TO-DO LIST:
1. Output the section of the post on trust seals between "Also, I would" and "to evaluate trust.", inclusive, copying it word for word.
2. Continue the post on trust seals, starting after its last sentence.
═════ TEXT EXTRACT ═════
I'm also not seeing anything out of Google

That's not the type of thing I would expect to see out of Google.

Also, I would say it all depends on context. Is Amazon or Best Buy going to benefit from a Trust Seal? No. They already have trust.

Is a BS diet product going to benefit from a trust seal? No. The people who are falling for their BS don't have any tools to evaluate trust.

Is a big, famous hotel with lots of reviews on Trip Advisor going to benefit? No. People will trust or not trust them based on the TA reviews.

Is a little vacation rental going to benefit? Maybe, though most people, again, are looking at review sites.

Is someone selling sports paraphernalia going to benefit? Maybe. In that case, you have a brand that doesn't have the 99+ percent recognition of Amazon and doesn't have any third-party review sites. So that's the type of business that I think *might* benefit.

Which is my typically long-winded way of saying that anyone who says "Trust seals improve conversions" is probably full of it. But someone who says "Trust seals helped conversions on my site" may be onto something. But since your site isn't her site, what is the value of that info? I think the value is that it tells you it might be worth testing.
═════ GIVEN MATERIAL ═════
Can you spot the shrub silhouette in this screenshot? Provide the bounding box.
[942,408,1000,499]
═════
EXERCISE RESPONSES:
1.
Also, I would say it all depends on context. Is Amazon or Best Buy going to benefit from a Trust Seal? No. They already have trust.

Is a BS diet product going to benefit from a trust seal? No. The people who are falling for their BS don't have any tools to evaluate trust.

2.
And, while I'm ranting, one of the problems with tests is that you need a lot of conversions, because the trust seal is probably going to make only a minor difference and it will take thousands of conversions to see something solid. So to get a conclusion that has any statistical significance and decent statistical power implies a website with a certain volume. On a website I work on for a medium business that does about $10 million/year, we need major changes to see any statistically meaningful effect. We just don't have enough conversions to get significance on anything but the most substantial changes.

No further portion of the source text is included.